Text block
# empty large cut out??



## mark sr (Jun 13, 2017)

I've painted houses where the would set art work or plants [artificial] up there.


----------



## LGHTme (Aug 3, 2017)

mark sr said:


> I've painted houses where the would set art work or plants [artificial] up there.


Thanks I've considered artwork, but not sure exactly what to use outside of paintings that isn't an option. Plants would be good, but I'm worried about having to climb a ladder (that I don't own yet) twice a week to water it or it possible dying because it doesn't get much direct sunlight.


----------



## chandler48 (Jun 5, 2017)

Aside from being a dust trap that no one can clean, my daughter puts her Christmas tree in hers. She reaches over the balcony with a long handled duster to clean it. Really a wasted artsy fartsy space.


----------



## mark sr (Jun 13, 2017)

By artwork I didn't mean pictures/painting but rather sculptures and large what nots.

They do get dusty, when I can I'll paint the flat part with latex enamel to match the walls.


----------



## NickTheGreat (Jul 25, 2014)

Some friends of ours had a house like that and the husband put a very large stuffed tiger up there as a joke. It stayed up there for several years . . . You could try that! 

I'd probably make it your seasonal showcase. Christmas tree, jack-o-lantern, Easter bunny, etc.


----------



## LGHTme (Aug 3, 2017)

mark sr said:


> By artwork I didn't mean pictures/painting but rather sculptures and large what nots.
> 
> They do get dusty, when I can I'll paint the flat part with latex enamel to match the walls.


Ahhh Ok I get it now I'll see if I can find something big and "cheap" as the home pretty much used up all of our savings so artwork isn't a priority.


----------



## LGHTme (Aug 3, 2017)

NickTheGreat said:


> Some friends of ours had a house like that and the husband put a very large stuffed tiger up there as a joke. It stayed up there for several years . . . You could try that!
> 
> I'd probably make it your seasonal showcase. Christmas tree, jack-o-lantern, Easter bunny, etc.


hahaha my wife would kill me!! I like the idea of seasonal things, but that would mean more "honey do's" for me so a sculpture that won't need to be touched ever is much more appealing


----------



## abrowning (Jun 2, 2008)

This Yeti sculpture is a keeper. It's 6' tall so it will fill the space and be visible from anywhere in the room. Front lawn too. It's on the Walmart site if you're interested.


----------



## ChuckF. (Aug 25, 2013)

Huge glazed pottery, you can get them 5 or 6 feet tall.


----------



## LGHTme (Aug 3, 2017)

abrowning said:


> This Yeti sculpture is a keeper. It's 6' tall so it will fill the space and be visible from anywhere in the room. Front lawn too. It's on the Walmart site if you're interested.
> 
> I think I would be packing my suit case if the wife came home and saw that above "HER" entrance.





ChuckF. said:


> Huge glazed pottery, you can get them 5 or 6 feet tall.


Hahaha funny you say that as I actually used to make quite a bit of pottery and have the entire top of the kitchen cabinets filled with various pieces. Although the largest piece I made was only a little over 3' I'm leaning toward a sculpture of some type if I can find something that's won't costs me the going Yeti rate.


----------



## abrowning (Jun 2, 2008)

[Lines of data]
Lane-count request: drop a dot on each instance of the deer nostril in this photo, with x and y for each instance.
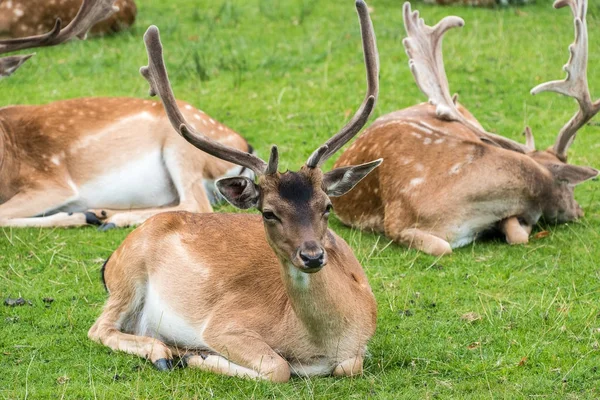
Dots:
(312, 259)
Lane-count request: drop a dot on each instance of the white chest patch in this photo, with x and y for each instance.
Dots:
(141, 183)
(469, 230)
(159, 320)
(299, 279)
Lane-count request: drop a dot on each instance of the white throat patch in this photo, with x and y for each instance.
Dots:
(299, 279)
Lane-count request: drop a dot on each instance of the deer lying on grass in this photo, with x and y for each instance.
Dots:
(302, 306)
(52, 174)
(432, 193)
(20, 18)
(91, 12)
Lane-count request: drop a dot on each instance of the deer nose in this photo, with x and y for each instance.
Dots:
(312, 258)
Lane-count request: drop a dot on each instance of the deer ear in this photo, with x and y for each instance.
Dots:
(572, 174)
(341, 180)
(239, 191)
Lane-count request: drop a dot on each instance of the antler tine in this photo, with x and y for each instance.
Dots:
(424, 49)
(90, 12)
(575, 84)
(156, 75)
(529, 139)
(10, 64)
(359, 119)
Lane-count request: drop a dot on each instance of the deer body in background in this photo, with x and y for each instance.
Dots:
(110, 161)
(260, 297)
(90, 13)
(445, 179)
(20, 18)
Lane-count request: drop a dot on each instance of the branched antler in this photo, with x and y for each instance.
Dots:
(575, 84)
(156, 75)
(320, 155)
(90, 13)
(424, 49)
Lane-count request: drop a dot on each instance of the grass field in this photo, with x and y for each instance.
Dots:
(290, 72)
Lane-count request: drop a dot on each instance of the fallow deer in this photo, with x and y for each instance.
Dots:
(207, 287)
(53, 174)
(20, 18)
(90, 13)
(446, 180)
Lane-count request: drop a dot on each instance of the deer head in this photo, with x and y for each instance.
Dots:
(423, 46)
(89, 14)
(295, 205)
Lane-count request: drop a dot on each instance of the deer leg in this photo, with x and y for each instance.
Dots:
(21, 210)
(397, 218)
(106, 330)
(515, 232)
(415, 238)
(241, 353)
(349, 367)
(190, 189)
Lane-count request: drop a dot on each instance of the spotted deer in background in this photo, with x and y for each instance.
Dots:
(239, 294)
(90, 13)
(445, 179)
(19, 18)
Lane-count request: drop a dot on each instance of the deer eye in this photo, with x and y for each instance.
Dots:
(270, 216)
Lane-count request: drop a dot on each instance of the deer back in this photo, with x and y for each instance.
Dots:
(20, 18)
(87, 138)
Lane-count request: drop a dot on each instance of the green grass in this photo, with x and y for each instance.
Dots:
(290, 72)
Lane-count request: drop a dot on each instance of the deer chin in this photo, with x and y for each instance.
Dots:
(298, 264)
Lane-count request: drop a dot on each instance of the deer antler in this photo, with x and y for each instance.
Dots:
(575, 84)
(424, 48)
(90, 12)
(320, 155)
(156, 75)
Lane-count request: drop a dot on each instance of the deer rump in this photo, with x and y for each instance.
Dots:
(445, 179)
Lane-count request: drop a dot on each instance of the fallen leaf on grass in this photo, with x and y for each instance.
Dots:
(474, 345)
(16, 302)
(470, 317)
(523, 361)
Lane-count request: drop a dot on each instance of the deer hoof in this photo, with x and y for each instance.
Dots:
(92, 219)
(162, 364)
(106, 227)
(182, 362)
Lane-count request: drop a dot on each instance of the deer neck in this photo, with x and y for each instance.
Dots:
(317, 299)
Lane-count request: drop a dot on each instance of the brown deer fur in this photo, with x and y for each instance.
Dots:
(236, 295)
(115, 157)
(445, 180)
(20, 18)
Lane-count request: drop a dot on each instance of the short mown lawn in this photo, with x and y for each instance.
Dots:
(290, 73)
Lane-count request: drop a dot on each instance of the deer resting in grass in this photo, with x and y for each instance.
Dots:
(90, 13)
(20, 18)
(265, 296)
(445, 179)
(53, 175)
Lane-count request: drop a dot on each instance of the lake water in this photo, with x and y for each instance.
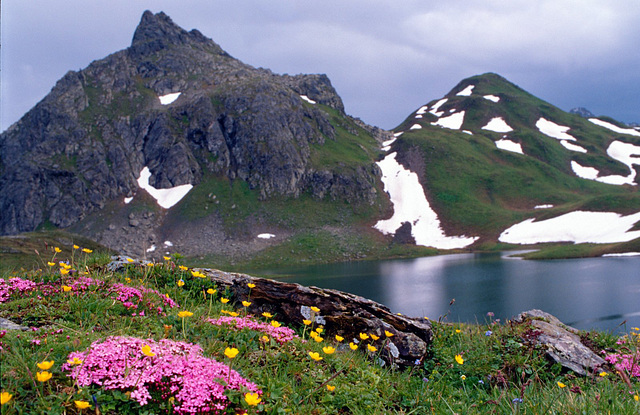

Exercise
Answer these questions about the forum thread, one per line, numbered 1., 2., 3.
1. What does chandler48's daughter put in her cut out?
2. How tall is the Yeti sculpture that abrowning mentions?
3. How tall was the largest pottery piece LGHTme made?
The rows stand apart from the forum thread as separate material.

Full solution
1. Her Christmas tree.
2. 6 feet tall.
3. A little over 3 feet.